### Task to carry out
Write the next part of the forum post about the stolen violin concerto, starting right after its final sentence.

### Source text
- - - - - - -
# the stolen violin concerto



## vlncto (Nov 26, 2012)

Maybe the one or other here remember the name *Tristan Foison*. This guy - born 1961 - was active as a composer in the Atlanta (USA) area in the late 20th century. He became most infamous for copying the Requiem by Alfred Desenclos and pretending the works as his own. The Requiem was "premiered" in 2001 and immediately discovered as a fraud. Tristan Foison than vanished immediately into thin air and it is unknown where he lives today.

I came across his name at first due to the fact that his work list also included a violin concerto. I always was fascinated by the story, which shows how far one can get in the classical music scene just by a self-confident illusion. So I tried to find information about the Foison violin concerto and after several years I finally found the solution - the violin concerto is stolen as well!

The complete story can be found on the blog of my website:

www.tobias-broeker.de/blog

Give it a try and share!
- - - - - - -
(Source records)
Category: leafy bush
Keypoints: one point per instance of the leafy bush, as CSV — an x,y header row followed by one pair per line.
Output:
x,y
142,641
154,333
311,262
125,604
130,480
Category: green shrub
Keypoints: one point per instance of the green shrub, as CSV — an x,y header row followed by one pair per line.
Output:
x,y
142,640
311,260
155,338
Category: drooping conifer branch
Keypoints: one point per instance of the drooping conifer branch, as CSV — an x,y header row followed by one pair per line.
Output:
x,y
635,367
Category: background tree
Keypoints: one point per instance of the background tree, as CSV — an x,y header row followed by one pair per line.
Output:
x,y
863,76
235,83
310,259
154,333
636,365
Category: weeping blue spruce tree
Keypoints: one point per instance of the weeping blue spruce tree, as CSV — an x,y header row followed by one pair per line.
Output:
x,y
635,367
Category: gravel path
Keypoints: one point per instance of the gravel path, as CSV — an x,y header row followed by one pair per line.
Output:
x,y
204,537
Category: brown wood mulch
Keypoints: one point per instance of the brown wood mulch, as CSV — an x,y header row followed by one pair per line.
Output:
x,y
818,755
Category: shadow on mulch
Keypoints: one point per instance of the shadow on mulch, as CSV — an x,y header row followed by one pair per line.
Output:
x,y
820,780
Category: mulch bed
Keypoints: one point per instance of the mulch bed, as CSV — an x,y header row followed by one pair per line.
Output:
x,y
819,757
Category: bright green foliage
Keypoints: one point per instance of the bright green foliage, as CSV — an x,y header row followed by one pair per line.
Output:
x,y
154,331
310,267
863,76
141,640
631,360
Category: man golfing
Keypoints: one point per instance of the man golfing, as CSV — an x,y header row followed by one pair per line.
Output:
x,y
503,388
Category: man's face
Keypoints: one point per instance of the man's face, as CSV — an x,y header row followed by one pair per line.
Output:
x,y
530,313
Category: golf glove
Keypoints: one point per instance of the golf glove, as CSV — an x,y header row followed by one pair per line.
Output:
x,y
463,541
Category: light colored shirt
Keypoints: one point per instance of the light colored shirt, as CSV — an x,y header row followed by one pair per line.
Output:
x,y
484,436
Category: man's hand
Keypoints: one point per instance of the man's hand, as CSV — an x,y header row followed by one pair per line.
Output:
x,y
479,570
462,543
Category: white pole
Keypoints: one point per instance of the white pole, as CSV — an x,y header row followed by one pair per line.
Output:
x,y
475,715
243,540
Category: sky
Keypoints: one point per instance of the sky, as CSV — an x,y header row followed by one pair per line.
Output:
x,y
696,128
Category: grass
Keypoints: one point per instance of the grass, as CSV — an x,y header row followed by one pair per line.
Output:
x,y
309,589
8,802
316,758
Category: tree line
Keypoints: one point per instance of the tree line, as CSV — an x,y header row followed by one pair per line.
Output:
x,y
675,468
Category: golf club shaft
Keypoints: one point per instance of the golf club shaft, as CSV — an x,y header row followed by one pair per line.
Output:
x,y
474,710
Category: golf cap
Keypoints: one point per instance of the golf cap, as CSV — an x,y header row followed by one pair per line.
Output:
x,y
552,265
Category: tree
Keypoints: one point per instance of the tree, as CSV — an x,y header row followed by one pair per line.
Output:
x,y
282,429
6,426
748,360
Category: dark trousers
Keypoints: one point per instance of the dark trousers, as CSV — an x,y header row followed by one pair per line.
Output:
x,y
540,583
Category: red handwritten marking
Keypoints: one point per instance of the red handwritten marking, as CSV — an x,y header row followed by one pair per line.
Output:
- - - - - - -
### Answer below
Best,
Tobias


----------



## KenOC (Mar 7, 2011)

Thank you for the interesting story -- or stories, both of them. I'm reminded of Shostakovich's mention of some Soviet composers, in contests he was helping judge, passing off little-known American works as their own.


----------



## gardibolt (May 22, 2015)

Fascinating tales. Thanks. Reminds one of the Joyce Hatto fiasco a little bit.


----------



## DavidA (Dec 14, 2012)

Thanks for this. Amazing what people can (almost) get away with! The man is, of course, a criminal. This is quite simply fraud, as was the Hatto affair. No wonder the guy vanished!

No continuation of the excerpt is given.